- [Exercise objective]
Repeat exactly the lines of the listing from the line containing "instance, sample <point>311,664</point>." through its last line, and nothing beyond them.

+ + + +

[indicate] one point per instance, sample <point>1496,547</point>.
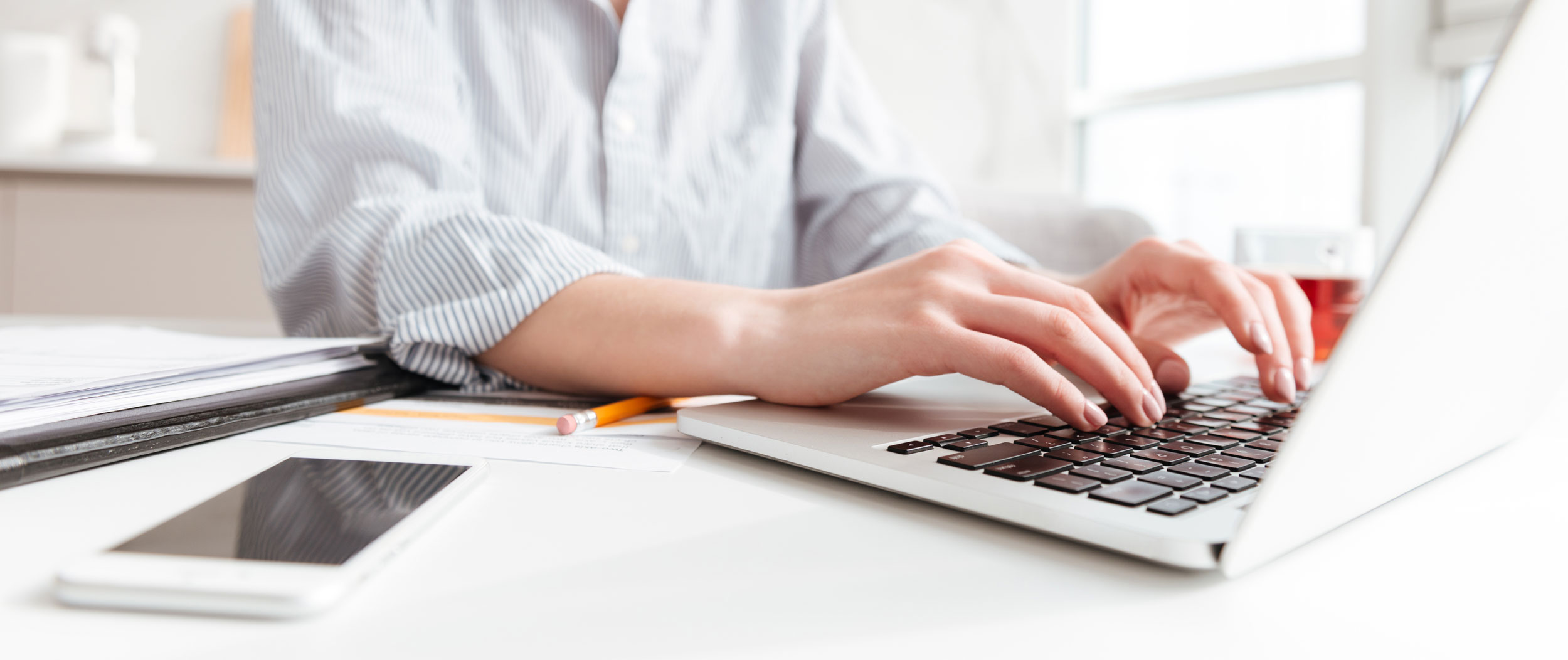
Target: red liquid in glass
<point>1333,302</point>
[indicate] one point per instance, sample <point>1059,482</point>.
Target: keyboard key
<point>963,444</point>
<point>1234,483</point>
<point>1049,422</point>
<point>1027,467</point>
<point>1250,454</point>
<point>1236,435</point>
<point>1136,441</point>
<point>1255,472</point>
<point>1042,442</point>
<point>1184,428</point>
<point>1083,458</point>
<point>980,457</point>
<point>1103,474</point>
<point>1173,507</point>
<point>1014,428</point>
<point>1073,435</point>
<point>1131,464</point>
<point>1216,402</point>
<point>1227,416</point>
<point>1172,480</point>
<point>1205,472</point>
<point>1109,449</point>
<point>1258,428</point>
<point>1205,494</point>
<point>1230,463</point>
<point>1067,483</point>
<point>1131,492</point>
<point>1168,458</point>
<point>1187,447</point>
<point>1211,441</point>
<point>1159,433</point>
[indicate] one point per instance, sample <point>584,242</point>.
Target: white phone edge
<point>277,590</point>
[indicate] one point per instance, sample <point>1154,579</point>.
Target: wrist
<point>751,336</point>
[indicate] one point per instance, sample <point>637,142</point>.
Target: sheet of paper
<point>54,363</point>
<point>506,432</point>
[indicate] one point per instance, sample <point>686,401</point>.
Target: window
<point>1211,115</point>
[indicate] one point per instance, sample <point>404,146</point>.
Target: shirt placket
<point>628,127</point>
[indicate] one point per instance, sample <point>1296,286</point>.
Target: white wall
<point>976,82</point>
<point>179,74</point>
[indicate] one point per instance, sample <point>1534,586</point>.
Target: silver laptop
<point>1456,348</point>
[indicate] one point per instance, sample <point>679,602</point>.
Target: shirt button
<point>625,123</point>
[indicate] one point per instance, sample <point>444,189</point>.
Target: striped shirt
<point>433,171</point>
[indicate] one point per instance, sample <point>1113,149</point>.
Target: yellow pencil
<point>609,413</point>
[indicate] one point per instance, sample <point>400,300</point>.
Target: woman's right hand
<point>954,308</point>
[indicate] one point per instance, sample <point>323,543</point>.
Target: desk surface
<point>734,557</point>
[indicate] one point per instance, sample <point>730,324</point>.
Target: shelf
<point>212,168</point>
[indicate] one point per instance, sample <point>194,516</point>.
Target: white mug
<point>33,92</point>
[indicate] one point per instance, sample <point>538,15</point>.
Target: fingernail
<point>1285,383</point>
<point>1093,414</point>
<point>1152,407</point>
<point>1172,372</point>
<point>1261,338</point>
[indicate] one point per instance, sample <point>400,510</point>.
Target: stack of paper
<point>60,373</point>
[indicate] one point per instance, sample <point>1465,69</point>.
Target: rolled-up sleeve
<point>371,215</point>
<point>864,195</point>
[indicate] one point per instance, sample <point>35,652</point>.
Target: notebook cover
<point>63,447</point>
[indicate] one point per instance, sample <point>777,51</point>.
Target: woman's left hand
<point>1164,294</point>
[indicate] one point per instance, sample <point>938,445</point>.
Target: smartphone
<point>286,543</point>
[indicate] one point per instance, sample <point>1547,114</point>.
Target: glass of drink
<point>1330,265</point>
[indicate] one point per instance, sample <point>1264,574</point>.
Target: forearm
<point>620,336</point>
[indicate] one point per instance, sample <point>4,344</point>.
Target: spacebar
<point>980,457</point>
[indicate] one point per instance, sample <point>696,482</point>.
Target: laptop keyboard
<point>1216,439</point>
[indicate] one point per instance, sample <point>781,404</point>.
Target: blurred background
<point>1070,126</point>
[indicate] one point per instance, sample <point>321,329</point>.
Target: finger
<point>1221,286</point>
<point>1274,370</point>
<point>1296,312</point>
<point>1032,286</point>
<point>1017,367</point>
<point>1170,370</point>
<point>1056,333</point>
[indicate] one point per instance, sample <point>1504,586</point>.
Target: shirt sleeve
<point>371,215</point>
<point>864,195</point>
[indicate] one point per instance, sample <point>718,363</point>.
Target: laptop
<point>1456,348</point>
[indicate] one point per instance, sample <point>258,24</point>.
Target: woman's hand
<point>955,308</point>
<point>1164,294</point>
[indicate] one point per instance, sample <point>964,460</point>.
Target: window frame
<point>1410,67</point>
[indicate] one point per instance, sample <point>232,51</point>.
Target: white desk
<point>741,557</point>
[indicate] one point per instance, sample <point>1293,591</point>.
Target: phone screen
<point>305,510</point>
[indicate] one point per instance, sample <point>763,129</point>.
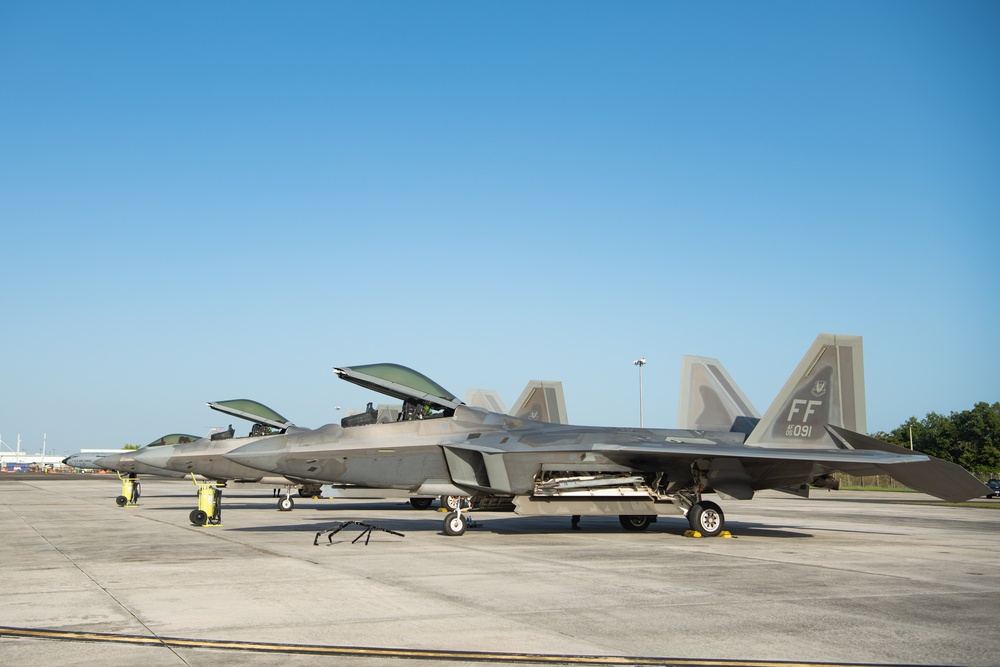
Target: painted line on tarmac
<point>412,654</point>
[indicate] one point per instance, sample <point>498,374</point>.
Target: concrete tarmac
<point>843,577</point>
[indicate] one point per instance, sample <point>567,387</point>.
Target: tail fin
<point>827,387</point>
<point>709,399</point>
<point>541,401</point>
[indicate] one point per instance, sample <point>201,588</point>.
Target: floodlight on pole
<point>640,363</point>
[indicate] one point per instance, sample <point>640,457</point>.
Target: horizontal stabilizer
<point>934,476</point>
<point>488,399</point>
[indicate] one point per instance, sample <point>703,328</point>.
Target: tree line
<point>970,438</point>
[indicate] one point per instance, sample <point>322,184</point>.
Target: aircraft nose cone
<point>109,462</point>
<point>157,457</point>
<point>264,455</point>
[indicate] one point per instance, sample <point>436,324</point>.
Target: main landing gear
<point>457,521</point>
<point>706,517</point>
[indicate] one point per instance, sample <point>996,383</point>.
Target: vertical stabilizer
<point>709,399</point>
<point>541,401</point>
<point>827,387</point>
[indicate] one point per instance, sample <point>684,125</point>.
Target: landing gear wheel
<point>635,521</point>
<point>455,524</point>
<point>707,518</point>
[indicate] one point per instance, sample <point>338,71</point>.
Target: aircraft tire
<point>635,521</point>
<point>455,524</point>
<point>707,518</point>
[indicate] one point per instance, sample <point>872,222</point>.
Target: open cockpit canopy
<point>174,439</point>
<point>400,382</point>
<point>252,411</point>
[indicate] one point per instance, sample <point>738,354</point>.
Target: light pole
<point>640,363</point>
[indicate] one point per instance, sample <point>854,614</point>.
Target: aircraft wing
<point>951,481</point>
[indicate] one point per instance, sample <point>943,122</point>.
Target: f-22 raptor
<point>442,446</point>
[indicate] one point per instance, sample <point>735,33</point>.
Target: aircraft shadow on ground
<point>514,525</point>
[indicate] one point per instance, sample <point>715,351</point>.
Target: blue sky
<point>206,201</point>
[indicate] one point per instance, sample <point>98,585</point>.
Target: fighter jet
<point>126,461</point>
<point>206,456</point>
<point>203,456</point>
<point>442,446</point>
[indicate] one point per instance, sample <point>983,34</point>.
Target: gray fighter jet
<point>203,456</point>
<point>206,456</point>
<point>442,446</point>
<point>126,461</point>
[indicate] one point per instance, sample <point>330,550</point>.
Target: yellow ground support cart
<point>130,490</point>
<point>209,504</point>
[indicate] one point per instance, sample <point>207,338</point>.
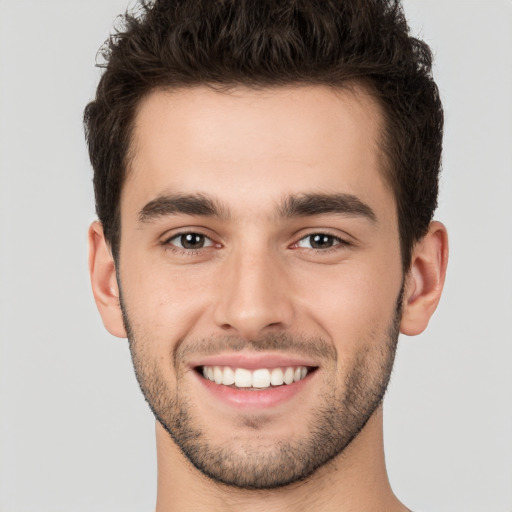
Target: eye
<point>319,241</point>
<point>190,241</point>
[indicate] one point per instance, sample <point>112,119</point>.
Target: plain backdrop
<point>75,433</point>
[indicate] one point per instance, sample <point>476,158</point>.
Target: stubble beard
<point>343,412</point>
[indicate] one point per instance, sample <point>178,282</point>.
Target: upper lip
<point>253,360</point>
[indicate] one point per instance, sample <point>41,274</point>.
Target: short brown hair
<point>269,43</point>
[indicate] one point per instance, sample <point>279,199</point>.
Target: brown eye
<point>190,241</point>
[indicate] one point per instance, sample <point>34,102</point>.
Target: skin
<point>258,277</point>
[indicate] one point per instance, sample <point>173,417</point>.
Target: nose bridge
<point>254,295</point>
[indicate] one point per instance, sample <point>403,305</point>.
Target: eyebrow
<point>185,204</point>
<point>302,205</point>
<point>305,205</point>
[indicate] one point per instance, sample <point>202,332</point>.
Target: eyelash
<point>336,243</point>
<point>188,252</point>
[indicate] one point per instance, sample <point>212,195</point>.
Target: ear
<point>103,280</point>
<point>425,280</point>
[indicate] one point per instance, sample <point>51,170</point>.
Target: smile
<point>257,379</point>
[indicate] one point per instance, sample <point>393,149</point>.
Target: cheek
<point>163,301</point>
<point>353,306</point>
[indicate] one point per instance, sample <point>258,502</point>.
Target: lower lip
<point>255,399</point>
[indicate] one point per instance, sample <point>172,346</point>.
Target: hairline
<point>354,86</point>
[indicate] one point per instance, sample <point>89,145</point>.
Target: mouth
<point>257,379</point>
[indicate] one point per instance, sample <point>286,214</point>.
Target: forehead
<point>261,143</point>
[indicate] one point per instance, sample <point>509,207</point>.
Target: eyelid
<point>336,239</point>
<point>167,238</point>
<point>210,242</point>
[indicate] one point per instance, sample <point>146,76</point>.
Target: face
<point>260,275</point>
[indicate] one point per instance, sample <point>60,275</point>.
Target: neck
<point>354,481</point>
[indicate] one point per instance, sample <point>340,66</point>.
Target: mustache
<point>314,347</point>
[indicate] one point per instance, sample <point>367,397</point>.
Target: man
<point>265,178</point>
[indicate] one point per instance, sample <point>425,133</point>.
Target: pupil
<point>321,241</point>
<point>192,241</point>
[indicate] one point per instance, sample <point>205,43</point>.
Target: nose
<point>255,296</point>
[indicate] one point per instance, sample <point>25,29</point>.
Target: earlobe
<point>425,280</point>
<point>103,280</point>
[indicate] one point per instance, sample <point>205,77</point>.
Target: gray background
<point>75,433</point>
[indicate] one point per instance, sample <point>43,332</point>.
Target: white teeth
<point>229,376</point>
<point>217,375</point>
<point>243,378</point>
<point>260,378</point>
<point>288,376</point>
<point>276,377</point>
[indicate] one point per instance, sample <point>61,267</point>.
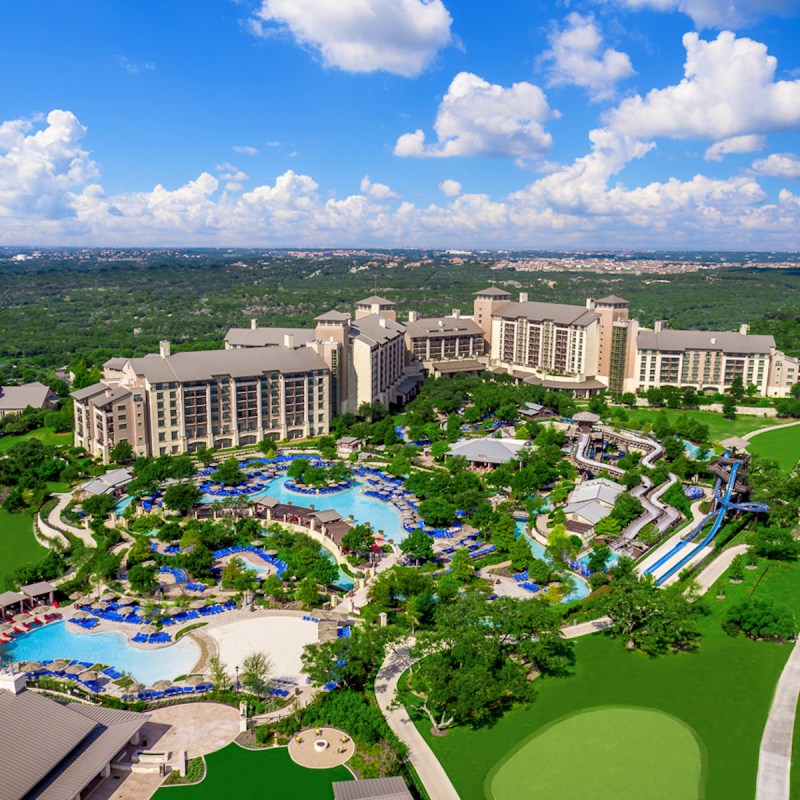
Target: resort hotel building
<point>288,383</point>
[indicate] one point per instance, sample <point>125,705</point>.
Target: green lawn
<point>663,759</point>
<point>723,692</point>
<point>233,773</point>
<point>783,446</point>
<point>17,543</point>
<point>46,435</point>
<point>718,426</point>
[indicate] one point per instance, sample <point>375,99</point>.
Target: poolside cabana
<point>8,601</point>
<point>35,592</point>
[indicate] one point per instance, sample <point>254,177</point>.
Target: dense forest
<point>59,308</point>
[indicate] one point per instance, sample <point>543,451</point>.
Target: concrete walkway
<point>430,771</point>
<point>775,755</point>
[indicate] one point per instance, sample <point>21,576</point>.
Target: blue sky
<point>604,123</point>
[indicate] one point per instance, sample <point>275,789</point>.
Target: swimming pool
<point>582,588</point>
<point>55,641</point>
<point>382,516</point>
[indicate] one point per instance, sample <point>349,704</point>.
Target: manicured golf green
<point>782,446</point>
<point>616,752</point>
<point>45,435</point>
<point>17,543</point>
<point>722,691</point>
<point>719,428</point>
<point>234,773</point>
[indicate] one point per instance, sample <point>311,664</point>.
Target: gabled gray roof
<point>239,363</point>
<point>725,341</point>
<point>267,337</point>
<point>375,329</point>
<point>443,326</point>
<point>489,451</point>
<point>551,312</point>
<point>375,299</point>
<point>17,398</point>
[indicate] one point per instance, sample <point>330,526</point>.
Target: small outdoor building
<point>10,599</point>
<point>35,592</point>
<point>586,421</point>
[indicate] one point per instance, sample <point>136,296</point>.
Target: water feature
<point>111,647</point>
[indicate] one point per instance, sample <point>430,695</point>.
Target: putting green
<point>604,754</point>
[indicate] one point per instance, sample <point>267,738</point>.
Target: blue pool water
<point>582,588</point>
<point>382,516</point>
<point>55,641</point>
<point>120,507</point>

+ + + +

- [Response to this exercise]
[indicate] one point per instance, sample <point>311,664</point>.
Target: gabled gray roof
<point>239,363</point>
<point>725,341</point>
<point>267,337</point>
<point>375,329</point>
<point>443,326</point>
<point>489,451</point>
<point>551,312</point>
<point>375,299</point>
<point>17,398</point>
[indicate] one point per instance, sample <point>330,526</point>.
Target: small outdoor building
<point>10,599</point>
<point>35,592</point>
<point>586,421</point>
[indicate] one point per instance, sample <point>136,296</point>.
Target: water feature
<point>111,647</point>
[indicate] one point per instance, sample <point>430,695</point>.
Target: putting green
<point>604,754</point>
[indicate] one point per instance, sample <point>267,738</point>.
Target: blue pool water
<point>582,588</point>
<point>382,516</point>
<point>55,641</point>
<point>120,507</point>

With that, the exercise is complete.